Referring expression pointing data:
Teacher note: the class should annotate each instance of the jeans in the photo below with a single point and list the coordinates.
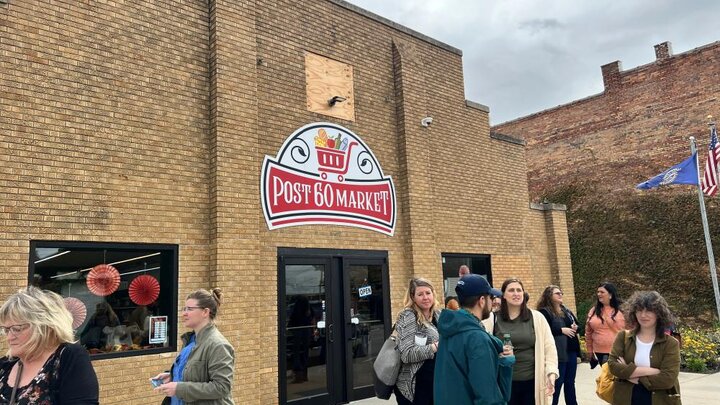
(568, 371)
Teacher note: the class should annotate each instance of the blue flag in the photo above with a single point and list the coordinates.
(684, 172)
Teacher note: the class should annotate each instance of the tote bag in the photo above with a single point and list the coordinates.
(386, 368)
(605, 384)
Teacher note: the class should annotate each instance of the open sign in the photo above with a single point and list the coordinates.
(364, 291)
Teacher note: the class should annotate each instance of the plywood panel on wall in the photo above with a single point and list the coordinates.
(324, 79)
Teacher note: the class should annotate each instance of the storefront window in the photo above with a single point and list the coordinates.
(477, 263)
(123, 297)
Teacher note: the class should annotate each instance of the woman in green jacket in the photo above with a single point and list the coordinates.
(203, 371)
(644, 360)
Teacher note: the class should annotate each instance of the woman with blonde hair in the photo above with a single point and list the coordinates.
(43, 365)
(203, 371)
(417, 341)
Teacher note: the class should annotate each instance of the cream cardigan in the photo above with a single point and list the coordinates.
(545, 360)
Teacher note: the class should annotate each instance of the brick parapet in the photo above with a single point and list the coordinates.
(633, 132)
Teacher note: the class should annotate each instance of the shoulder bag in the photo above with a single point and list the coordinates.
(386, 367)
(605, 384)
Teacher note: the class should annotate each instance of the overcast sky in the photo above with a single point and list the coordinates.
(523, 56)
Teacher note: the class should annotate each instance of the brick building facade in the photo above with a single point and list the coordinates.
(635, 128)
(149, 122)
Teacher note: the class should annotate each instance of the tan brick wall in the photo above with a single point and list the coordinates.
(149, 124)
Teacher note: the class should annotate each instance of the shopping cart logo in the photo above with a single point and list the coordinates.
(325, 174)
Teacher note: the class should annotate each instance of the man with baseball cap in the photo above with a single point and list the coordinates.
(469, 368)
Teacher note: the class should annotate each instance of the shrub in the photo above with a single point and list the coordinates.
(700, 349)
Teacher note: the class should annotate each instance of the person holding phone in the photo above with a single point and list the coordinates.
(604, 321)
(563, 324)
(203, 371)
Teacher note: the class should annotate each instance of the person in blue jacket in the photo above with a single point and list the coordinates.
(471, 366)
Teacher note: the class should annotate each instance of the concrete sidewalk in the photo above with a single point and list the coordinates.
(695, 388)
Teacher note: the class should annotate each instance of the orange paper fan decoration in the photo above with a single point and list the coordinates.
(103, 280)
(144, 290)
(77, 309)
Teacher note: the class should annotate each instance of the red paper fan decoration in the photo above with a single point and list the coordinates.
(144, 290)
(77, 309)
(103, 280)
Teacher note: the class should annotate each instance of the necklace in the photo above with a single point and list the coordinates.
(17, 382)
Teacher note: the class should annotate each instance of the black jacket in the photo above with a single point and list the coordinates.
(76, 383)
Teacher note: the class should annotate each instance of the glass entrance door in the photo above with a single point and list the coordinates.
(334, 307)
(365, 295)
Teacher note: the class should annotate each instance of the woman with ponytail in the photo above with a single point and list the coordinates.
(203, 371)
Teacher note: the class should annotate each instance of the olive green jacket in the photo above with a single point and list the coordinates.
(664, 355)
(208, 374)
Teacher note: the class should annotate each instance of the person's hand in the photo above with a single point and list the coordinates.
(507, 351)
(167, 389)
(550, 384)
(569, 332)
(165, 377)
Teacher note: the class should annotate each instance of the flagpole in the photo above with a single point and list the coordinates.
(706, 229)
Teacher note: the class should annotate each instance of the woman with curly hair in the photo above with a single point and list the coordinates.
(563, 324)
(644, 360)
(603, 323)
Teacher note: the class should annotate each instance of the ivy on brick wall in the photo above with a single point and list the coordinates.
(650, 240)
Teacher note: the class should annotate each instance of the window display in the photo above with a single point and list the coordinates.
(123, 297)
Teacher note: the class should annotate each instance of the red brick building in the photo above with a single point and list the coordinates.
(632, 130)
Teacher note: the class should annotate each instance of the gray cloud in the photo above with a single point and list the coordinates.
(537, 26)
(523, 56)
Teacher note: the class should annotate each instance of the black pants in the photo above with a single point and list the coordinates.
(641, 396)
(421, 397)
(523, 393)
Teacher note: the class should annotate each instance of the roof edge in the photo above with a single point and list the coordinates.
(394, 25)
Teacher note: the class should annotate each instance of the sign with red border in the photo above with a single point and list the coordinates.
(325, 174)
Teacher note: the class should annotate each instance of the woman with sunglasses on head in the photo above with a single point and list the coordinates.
(417, 342)
(43, 365)
(203, 371)
(644, 360)
(603, 323)
(563, 324)
(535, 369)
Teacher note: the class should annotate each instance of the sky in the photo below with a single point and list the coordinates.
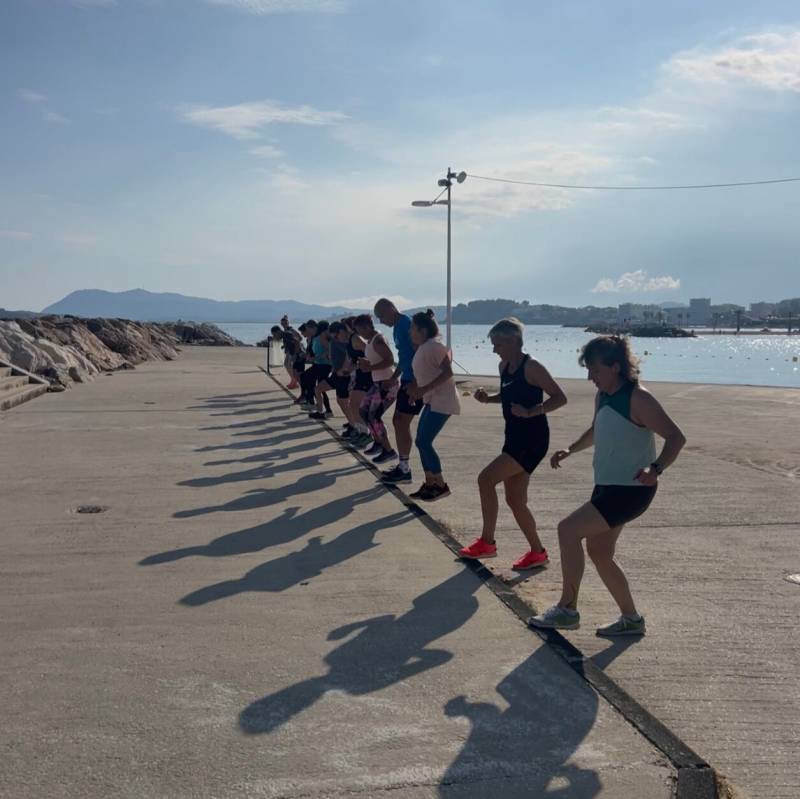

** Assignment **
Could you write out the records again exactly, omitting each image?

** Exercise response **
Teacher note: the class should annotate each instance of the jeans in the photo below with a single point and list the coordinates.
(568, 371)
Teacher note: the class should annotate each instance of the blue flag in the photo above with a single point and list the coordinates.
(684, 172)
Teacher note: the class should annotate each instance of the tote bag in the photo above with a single point and list the coordinates.
(386, 368)
(605, 384)
Teacher note: the class should annotate each instance of the open sign in the photo above with a single point and list the coordinates.
(364, 291)
Teacher note: the class should annotate each instance of the plywood panel on wall in the photo above with a single point and list the coordinates.
(324, 79)
Teacher note: the class should annotate each instance of the storefront window in the photo above with a single point and list the coordinates.
(477, 263)
(123, 297)
Teacher note: the class should annotate each instance of the woman in green jacket in the photo above with a single point and list the coordinates.
(203, 371)
(644, 360)
Teacher note: the class should annotate each instance of the woman with blonde hair in the photo above with a single point and list the coordinates.
(43, 365)
(203, 371)
(417, 341)
Teacher note: the class should annotate each instance of the cream cardigan in the photo above with a single point and list the coordinates.
(545, 360)
Teacher note: the class should annotate each instance of the brick parapet in the photo above with a single point and list the coordinates.
(633, 132)
Teacher note: the class should annotate each instance of the shoulder bag in the photo above with a single point and list the coordinates.
(386, 367)
(605, 384)
Teacher note: the class should annotate each instance of the overcast sky in the photo above with a single point and list the coordinates.
(523, 56)
Teacher note: the class should annotate each instance of the brick building facade in the photo above with a single point and list the coordinates.
(635, 128)
(149, 122)
Teacher note: the class should annotate each instance of the tan brick wall in the photo above with a single point and list the coordinates.
(149, 124)
Teacher note: the class should annotate each instance of the shopping cart logo in the photo above with a single point and list the coordinates.
(325, 174)
Teacher note: the class should annotate each instance of the man with baseball cap in the photo above with a single point and list the coordinates.
(469, 368)
Teacher note: the class should annotate each instance of the shrub in the photo above with a single point and list the coordinates.
(700, 349)
Teacher note: the class should annotate each instance of the person holding phone in the photo above with a single point and list the coordinates.
(604, 321)
(563, 324)
(203, 371)
Teacher note: the class should annotate each instance of the person in blue jacket in the photo above with a single point and list the coordinates.
(471, 366)
Teacher note: the class should annotate each instance of the concrete sidewalk in the photo above with a single point and list the coordinates.
(695, 388)
Teacher note: the class should annotate each instance of the orange paper fan decoration in the photo above with a single point and list the coordinates.
(103, 280)
(144, 290)
(77, 309)
Teacher note: the class should annotate each instance of the red paper fan decoration in the photo above with a single point and list the coordinates.
(144, 290)
(77, 309)
(103, 280)
Teacher note: the class should annotate each instance of the necklace in the photo above with a single point and list the coordinates.
(17, 382)
Teacher note: the class should annotate each instance of the black jacket in the photo above with a single point and list the coordinates.
(76, 383)
Teacher note: the class should annotate each instance of the glass entrance door in the photo above with a single point and list the coordinates.
(334, 307)
(365, 295)
Teacher note: the class should annotate each instance of the woman with ponytail in the photo above with a single point and list the coordinates.
(203, 371)
Teacher note: the class should annotate each instance of the olive green jacket in the photo above with a single point and list the coordinates.
(664, 355)
(208, 374)
Teacher note: the class should annotate each instance of the person's hand in the photo above with a single point and list the coordinates.
(507, 351)
(167, 389)
(550, 384)
(569, 332)
(165, 377)
Teacher note: the class should annotate each instance of the flagpole in the photo above with a single point and list the coordinates.
(706, 229)
Teacher note: the class should annotate each instance of the woman with curly hair in the photo above with a single point and list the coordinates.
(563, 324)
(644, 360)
(603, 323)
Teacher note: the class should annotate each instance of the ivy on brick wall in the photo above with a single point and list the coordinates.
(650, 240)
Teacher note: the class should annotate each instance of the window display in the photo above with a single point and list the coordinates.
(123, 297)
Teacher note: the class should annotate each instance of the red brick building in the photo above with a single point and list the coordinates.
(632, 130)
Teacher note: the class should annotate each instance of the gray cloud in the photo above with a single point and list the coordinates.
(537, 26)
(523, 56)
Teacher note: the class should annotate each instance of the black pants in the photo above with a single point and list the coordinates.
(641, 396)
(421, 397)
(523, 393)
Teacher note: the class should annotate each instance of the roof edge in the photo above with a single point and list the coordinates.
(394, 25)
Teacher note: the class should annotate each instance of the sign with red border in the photo above with a single point and list the coordinates.
(325, 174)
Teacher note: the class should annotate each instance of the woman with sunglasses on head in the photo above with a single point and list the coordinates.
(417, 342)
(43, 365)
(203, 371)
(644, 360)
(603, 323)
(563, 324)
(535, 369)
Teacher note: the class should annotate each instance of the sky in the photo below with a single point and list the coordinates.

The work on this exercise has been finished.